• **What this task involves**
Reproduce the lines of the records below verbatim, from the line with "Mark the innermost point of each instance of the white face" up to and including the line with "x=388, y=255".

(begin)

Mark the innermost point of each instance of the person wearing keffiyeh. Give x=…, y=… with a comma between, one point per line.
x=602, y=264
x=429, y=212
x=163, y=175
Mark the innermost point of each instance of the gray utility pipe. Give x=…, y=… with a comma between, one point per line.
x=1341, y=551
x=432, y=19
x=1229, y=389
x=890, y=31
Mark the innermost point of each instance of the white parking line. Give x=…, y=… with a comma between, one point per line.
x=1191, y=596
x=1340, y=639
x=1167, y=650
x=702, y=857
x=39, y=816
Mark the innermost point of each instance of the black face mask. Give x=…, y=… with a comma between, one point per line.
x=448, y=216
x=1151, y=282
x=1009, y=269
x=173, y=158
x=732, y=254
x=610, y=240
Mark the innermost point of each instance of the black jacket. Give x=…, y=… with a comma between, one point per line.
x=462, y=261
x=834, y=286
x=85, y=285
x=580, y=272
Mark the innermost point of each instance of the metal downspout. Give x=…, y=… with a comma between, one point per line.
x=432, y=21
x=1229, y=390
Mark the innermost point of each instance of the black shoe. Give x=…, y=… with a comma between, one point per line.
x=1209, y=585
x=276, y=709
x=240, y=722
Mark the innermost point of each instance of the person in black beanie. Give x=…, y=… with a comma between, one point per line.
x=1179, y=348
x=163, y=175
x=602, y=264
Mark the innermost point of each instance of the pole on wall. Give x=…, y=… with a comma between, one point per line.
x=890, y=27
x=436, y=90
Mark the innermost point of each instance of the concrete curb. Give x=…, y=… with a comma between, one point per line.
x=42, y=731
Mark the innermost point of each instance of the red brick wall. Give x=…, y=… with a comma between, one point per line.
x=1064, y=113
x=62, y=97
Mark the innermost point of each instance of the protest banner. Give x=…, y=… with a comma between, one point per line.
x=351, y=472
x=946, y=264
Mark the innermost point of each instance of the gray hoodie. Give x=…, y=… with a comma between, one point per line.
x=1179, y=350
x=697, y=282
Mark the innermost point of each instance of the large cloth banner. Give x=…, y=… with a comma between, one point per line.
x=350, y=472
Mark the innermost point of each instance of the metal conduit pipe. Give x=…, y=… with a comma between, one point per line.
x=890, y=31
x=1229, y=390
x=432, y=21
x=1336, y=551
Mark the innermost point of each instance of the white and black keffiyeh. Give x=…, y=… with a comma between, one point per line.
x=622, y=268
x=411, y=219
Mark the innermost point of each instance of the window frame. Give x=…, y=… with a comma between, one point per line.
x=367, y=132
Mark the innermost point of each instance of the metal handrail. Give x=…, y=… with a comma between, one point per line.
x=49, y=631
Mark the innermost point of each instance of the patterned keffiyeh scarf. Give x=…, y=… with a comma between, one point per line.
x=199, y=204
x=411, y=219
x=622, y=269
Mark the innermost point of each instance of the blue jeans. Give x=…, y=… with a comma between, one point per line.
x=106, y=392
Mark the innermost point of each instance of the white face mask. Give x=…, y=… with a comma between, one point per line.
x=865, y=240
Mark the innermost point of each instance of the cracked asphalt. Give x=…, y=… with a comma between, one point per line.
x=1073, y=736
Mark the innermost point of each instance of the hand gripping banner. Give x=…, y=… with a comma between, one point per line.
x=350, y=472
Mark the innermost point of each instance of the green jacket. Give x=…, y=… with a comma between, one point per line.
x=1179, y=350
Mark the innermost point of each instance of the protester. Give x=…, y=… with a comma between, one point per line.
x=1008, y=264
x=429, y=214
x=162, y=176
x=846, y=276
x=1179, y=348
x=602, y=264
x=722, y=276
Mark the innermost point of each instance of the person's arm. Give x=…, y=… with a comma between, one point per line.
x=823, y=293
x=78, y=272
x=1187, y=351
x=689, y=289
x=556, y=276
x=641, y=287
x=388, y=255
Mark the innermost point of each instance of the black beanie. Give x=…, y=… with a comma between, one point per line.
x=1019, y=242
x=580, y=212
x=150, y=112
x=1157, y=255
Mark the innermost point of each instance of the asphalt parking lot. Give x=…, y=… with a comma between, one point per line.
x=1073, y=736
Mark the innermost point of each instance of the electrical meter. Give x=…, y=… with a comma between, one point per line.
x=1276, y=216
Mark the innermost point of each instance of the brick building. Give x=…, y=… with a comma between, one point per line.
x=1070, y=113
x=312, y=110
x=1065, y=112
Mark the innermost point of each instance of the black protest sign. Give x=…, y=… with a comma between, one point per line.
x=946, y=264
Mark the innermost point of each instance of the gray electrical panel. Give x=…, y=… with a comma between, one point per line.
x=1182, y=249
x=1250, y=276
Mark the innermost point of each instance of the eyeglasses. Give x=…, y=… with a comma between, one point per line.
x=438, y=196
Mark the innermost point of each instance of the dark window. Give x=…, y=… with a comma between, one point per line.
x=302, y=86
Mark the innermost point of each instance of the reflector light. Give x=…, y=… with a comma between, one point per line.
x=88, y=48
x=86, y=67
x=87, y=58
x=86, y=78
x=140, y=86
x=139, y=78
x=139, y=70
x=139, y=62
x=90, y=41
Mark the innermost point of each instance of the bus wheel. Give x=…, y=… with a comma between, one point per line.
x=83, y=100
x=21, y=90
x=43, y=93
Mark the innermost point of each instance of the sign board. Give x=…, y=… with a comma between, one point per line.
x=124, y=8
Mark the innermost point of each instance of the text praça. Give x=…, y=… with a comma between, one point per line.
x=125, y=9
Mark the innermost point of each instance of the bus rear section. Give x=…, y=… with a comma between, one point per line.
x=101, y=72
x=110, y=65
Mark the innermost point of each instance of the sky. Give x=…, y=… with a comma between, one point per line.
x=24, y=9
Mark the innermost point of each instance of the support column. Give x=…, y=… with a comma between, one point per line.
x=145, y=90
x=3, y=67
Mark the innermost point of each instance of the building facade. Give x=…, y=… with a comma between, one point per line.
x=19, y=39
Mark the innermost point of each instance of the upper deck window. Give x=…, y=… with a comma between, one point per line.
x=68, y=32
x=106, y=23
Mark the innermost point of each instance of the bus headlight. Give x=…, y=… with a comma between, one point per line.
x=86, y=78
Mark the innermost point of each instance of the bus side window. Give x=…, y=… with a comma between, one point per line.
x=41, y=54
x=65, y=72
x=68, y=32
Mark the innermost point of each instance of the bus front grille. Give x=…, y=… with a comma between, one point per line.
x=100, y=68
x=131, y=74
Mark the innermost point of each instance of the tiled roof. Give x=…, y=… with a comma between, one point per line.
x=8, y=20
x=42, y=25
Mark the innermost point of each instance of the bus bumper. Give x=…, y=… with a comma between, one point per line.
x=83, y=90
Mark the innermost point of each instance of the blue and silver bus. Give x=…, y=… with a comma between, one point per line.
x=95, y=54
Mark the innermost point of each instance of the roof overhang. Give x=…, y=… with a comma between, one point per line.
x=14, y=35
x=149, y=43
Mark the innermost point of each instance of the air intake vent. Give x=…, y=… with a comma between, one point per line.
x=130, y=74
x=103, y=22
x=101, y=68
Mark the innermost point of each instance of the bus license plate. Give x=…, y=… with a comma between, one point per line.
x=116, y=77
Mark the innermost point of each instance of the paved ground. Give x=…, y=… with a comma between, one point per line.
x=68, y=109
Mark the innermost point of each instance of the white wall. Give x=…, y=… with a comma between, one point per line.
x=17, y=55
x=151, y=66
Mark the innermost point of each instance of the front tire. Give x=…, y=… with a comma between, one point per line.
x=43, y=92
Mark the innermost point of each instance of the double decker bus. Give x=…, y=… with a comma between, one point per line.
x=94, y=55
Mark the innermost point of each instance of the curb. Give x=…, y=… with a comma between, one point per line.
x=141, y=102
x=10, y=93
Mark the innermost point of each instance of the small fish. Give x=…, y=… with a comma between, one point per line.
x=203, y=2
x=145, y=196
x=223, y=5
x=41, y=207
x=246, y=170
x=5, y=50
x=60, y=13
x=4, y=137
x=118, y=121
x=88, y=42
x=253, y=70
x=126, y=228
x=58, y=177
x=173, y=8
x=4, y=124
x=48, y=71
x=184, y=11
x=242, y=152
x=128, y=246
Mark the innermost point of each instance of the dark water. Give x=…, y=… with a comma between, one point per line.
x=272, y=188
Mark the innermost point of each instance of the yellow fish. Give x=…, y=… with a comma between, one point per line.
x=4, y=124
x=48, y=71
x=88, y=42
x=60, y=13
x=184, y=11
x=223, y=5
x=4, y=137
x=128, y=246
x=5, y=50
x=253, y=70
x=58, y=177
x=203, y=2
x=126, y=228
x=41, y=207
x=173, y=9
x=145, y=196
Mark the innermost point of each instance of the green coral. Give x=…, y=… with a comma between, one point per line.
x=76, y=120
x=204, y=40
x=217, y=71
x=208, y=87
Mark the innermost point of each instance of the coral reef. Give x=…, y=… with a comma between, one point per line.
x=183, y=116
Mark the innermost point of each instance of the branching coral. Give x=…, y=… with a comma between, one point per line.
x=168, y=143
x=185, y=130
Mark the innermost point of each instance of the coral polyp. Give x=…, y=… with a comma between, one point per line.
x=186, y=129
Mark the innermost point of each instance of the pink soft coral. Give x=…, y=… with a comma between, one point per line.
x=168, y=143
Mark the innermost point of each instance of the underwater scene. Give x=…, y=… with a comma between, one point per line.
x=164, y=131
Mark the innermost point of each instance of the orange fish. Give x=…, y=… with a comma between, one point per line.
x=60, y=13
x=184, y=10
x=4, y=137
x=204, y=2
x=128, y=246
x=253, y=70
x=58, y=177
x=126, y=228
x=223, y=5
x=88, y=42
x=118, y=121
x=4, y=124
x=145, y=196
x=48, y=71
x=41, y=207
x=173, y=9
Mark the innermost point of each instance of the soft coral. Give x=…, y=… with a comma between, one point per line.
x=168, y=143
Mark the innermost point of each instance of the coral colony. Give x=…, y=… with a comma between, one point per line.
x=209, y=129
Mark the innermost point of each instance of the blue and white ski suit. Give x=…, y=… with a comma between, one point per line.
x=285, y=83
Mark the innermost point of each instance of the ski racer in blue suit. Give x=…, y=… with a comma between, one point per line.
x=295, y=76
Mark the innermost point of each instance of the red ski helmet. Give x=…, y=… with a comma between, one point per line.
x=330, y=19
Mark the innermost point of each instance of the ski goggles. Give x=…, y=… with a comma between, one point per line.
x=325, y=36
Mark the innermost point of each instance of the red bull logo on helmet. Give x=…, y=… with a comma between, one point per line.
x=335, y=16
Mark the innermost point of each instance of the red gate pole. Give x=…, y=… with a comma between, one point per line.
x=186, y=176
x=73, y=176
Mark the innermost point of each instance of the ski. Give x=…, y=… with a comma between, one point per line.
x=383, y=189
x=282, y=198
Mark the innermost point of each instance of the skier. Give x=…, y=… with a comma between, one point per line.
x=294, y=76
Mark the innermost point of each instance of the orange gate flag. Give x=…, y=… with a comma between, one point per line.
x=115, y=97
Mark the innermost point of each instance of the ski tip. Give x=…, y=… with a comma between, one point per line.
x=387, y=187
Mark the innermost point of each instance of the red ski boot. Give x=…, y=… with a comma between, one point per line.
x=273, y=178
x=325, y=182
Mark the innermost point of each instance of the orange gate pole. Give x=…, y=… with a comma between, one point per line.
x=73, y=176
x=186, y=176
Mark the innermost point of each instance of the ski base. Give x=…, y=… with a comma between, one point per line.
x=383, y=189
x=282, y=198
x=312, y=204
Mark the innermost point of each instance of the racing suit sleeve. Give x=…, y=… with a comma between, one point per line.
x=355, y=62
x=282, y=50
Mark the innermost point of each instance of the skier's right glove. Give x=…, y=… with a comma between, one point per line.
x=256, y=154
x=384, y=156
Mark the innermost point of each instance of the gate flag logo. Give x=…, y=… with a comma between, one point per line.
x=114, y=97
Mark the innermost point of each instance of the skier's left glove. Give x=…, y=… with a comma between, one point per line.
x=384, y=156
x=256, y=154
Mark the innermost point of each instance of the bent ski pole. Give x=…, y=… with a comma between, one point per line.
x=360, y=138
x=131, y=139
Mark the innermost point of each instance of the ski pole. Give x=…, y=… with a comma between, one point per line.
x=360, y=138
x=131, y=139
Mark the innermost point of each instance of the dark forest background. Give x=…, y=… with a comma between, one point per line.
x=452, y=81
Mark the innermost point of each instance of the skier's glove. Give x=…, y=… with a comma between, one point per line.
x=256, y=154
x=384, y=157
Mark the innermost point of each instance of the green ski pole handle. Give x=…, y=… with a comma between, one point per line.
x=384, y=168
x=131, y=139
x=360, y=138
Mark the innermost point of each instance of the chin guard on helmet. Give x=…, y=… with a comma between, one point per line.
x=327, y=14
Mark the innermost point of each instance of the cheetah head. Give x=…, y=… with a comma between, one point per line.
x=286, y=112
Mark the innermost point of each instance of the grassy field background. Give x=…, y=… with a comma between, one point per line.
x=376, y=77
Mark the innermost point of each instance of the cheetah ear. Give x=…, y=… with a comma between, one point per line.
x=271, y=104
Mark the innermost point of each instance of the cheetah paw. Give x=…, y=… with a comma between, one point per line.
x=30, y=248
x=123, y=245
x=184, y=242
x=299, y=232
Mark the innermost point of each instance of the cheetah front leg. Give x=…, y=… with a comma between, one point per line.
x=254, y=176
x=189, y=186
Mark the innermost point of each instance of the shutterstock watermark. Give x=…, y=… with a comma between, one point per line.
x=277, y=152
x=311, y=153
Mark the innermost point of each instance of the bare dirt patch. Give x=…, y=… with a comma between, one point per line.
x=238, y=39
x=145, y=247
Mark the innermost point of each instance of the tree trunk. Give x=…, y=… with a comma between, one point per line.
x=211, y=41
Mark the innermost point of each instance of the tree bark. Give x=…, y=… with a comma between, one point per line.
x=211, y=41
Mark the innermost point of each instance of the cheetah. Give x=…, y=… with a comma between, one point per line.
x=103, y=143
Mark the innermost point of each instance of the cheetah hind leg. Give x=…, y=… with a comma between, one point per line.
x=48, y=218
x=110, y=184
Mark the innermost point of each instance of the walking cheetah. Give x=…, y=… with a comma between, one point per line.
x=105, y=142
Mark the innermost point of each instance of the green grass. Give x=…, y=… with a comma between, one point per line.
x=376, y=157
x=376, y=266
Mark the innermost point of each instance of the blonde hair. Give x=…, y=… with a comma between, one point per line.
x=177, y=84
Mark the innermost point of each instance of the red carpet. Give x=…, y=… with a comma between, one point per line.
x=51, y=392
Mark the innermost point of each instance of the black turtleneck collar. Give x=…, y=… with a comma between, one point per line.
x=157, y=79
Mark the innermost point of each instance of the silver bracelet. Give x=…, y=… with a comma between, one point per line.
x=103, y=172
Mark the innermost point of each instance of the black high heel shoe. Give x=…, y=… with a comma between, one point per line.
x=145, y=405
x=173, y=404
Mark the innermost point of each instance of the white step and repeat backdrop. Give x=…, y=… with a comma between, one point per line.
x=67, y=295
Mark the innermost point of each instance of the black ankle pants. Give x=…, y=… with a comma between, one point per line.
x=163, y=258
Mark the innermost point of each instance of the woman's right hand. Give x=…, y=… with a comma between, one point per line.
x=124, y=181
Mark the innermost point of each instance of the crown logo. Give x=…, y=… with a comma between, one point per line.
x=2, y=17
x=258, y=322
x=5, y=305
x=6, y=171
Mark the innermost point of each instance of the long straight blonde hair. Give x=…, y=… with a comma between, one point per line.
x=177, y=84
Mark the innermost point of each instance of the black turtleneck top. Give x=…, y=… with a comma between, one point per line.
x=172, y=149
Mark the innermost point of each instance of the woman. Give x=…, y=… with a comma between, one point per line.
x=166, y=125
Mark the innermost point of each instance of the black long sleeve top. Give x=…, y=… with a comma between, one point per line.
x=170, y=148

(end)

• **Result**
Mark the innermost point of each instance of the white face mask. Give x=…, y=… with a comma between, one point per line.
x=865, y=240
Mark the innermost point of each instance of the cracked asphalt. Give x=…, y=… with a comma between, one point per line.
x=1073, y=736
Mark the innermost point of each instance of the hand gripping banner. Give x=…, y=… with a comma between, one point per line.
x=350, y=472
Mark the innermost point of each instance of the green jacket. Give x=…, y=… with a comma between, one point per line.
x=1179, y=350
Mark the innermost point of each instance of the protester. Give x=…, y=… with a comma between, one point per line.
x=1008, y=264
x=429, y=214
x=162, y=176
x=846, y=276
x=1179, y=348
x=602, y=264
x=722, y=276
Mark the innermost point of each instance of the person's arm. Give x=…, y=… with a comma between, one point per line.
x=823, y=293
x=78, y=272
x=1187, y=351
x=689, y=289
x=556, y=276
x=641, y=287
x=388, y=255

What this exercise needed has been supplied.